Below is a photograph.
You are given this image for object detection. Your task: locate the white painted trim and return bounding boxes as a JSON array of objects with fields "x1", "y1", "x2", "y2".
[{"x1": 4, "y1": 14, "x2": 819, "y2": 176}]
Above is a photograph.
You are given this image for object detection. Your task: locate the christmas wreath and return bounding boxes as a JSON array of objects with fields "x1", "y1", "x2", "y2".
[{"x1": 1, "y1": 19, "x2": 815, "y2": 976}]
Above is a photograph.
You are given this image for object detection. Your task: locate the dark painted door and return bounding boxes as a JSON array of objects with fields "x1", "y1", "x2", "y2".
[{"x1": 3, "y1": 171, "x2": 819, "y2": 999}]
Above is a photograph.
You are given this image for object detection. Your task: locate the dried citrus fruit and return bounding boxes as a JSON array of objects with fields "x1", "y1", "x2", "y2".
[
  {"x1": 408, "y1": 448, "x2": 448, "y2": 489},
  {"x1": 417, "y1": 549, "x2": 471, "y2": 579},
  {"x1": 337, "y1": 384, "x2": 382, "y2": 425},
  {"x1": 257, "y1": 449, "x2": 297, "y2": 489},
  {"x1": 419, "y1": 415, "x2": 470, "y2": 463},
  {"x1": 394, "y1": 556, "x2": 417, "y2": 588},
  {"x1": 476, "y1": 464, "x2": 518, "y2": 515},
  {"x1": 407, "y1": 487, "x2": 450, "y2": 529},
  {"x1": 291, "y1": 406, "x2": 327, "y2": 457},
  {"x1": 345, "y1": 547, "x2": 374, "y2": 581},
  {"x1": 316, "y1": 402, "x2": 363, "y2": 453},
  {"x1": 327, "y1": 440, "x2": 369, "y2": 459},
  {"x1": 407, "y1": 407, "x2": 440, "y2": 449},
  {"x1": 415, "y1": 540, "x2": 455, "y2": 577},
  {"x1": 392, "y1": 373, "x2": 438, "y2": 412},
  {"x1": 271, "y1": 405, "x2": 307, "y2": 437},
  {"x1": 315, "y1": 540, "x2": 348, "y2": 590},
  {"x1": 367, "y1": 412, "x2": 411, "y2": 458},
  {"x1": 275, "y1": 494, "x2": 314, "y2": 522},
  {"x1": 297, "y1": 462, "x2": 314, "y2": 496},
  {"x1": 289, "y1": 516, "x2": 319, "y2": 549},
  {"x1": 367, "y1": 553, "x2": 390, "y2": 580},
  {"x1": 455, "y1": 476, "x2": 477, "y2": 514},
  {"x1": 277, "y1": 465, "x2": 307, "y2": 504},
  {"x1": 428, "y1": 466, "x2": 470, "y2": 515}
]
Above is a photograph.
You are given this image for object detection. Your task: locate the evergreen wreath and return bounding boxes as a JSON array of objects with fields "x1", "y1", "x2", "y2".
• • •
What to work on: Nothing is to be left out; reproduce each record exactly.

Response:
Below is a photograph.
You are given this image for object detection. Your task: locate the white painted trim and return bounding boxes as a JSON array of objects with fields "x1", "y1", "x2", "y2".
[{"x1": 4, "y1": 14, "x2": 819, "y2": 176}]
Above is a photograph.
You are given this image for object detection. Your task: locate the christmas wreath and return bounding boxes as a JSON array of objects with fields "x1", "y1", "x2", "y2".
[{"x1": 1, "y1": 19, "x2": 815, "y2": 976}]
Above is a photograph.
You are given this image for object detection. Your task: locate the dark painted door and return bounding boxes as a JSON array of objects with fields "x1", "y1", "x2", "y2".
[{"x1": 3, "y1": 171, "x2": 819, "y2": 999}]
Above is a photograph.
You are given this image for object detection. Your task: locate the dried citrus fruit and return bounding boxes as a JSON array of objects with fields "x1", "y1", "x2", "y2".
[
  {"x1": 408, "y1": 448, "x2": 448, "y2": 489},
  {"x1": 417, "y1": 549, "x2": 471, "y2": 579},
  {"x1": 337, "y1": 384, "x2": 382, "y2": 425},
  {"x1": 257, "y1": 449, "x2": 297, "y2": 489},
  {"x1": 419, "y1": 415, "x2": 470, "y2": 463},
  {"x1": 394, "y1": 556, "x2": 417, "y2": 588},
  {"x1": 476, "y1": 464, "x2": 518, "y2": 515},
  {"x1": 407, "y1": 487, "x2": 450, "y2": 529},
  {"x1": 291, "y1": 406, "x2": 327, "y2": 457},
  {"x1": 345, "y1": 547, "x2": 374, "y2": 581},
  {"x1": 316, "y1": 402, "x2": 363, "y2": 453},
  {"x1": 327, "y1": 440, "x2": 369, "y2": 459},
  {"x1": 407, "y1": 407, "x2": 440, "y2": 449},
  {"x1": 415, "y1": 540, "x2": 455, "y2": 577},
  {"x1": 392, "y1": 373, "x2": 438, "y2": 412},
  {"x1": 271, "y1": 405, "x2": 307, "y2": 437},
  {"x1": 315, "y1": 540, "x2": 348, "y2": 590},
  {"x1": 367, "y1": 412, "x2": 411, "y2": 458},
  {"x1": 275, "y1": 494, "x2": 314, "y2": 522},
  {"x1": 297, "y1": 462, "x2": 314, "y2": 496},
  {"x1": 289, "y1": 516, "x2": 319, "y2": 549},
  {"x1": 367, "y1": 553, "x2": 390, "y2": 580},
  {"x1": 455, "y1": 476, "x2": 477, "y2": 514},
  {"x1": 277, "y1": 465, "x2": 307, "y2": 504},
  {"x1": 428, "y1": 466, "x2": 470, "y2": 515}
]
Above is a photograph.
You are given this image for object detection. Your task: locate the evergreen wreath and return bounding boxes as a JSON array of objects with fields "x1", "y1", "x2", "y2".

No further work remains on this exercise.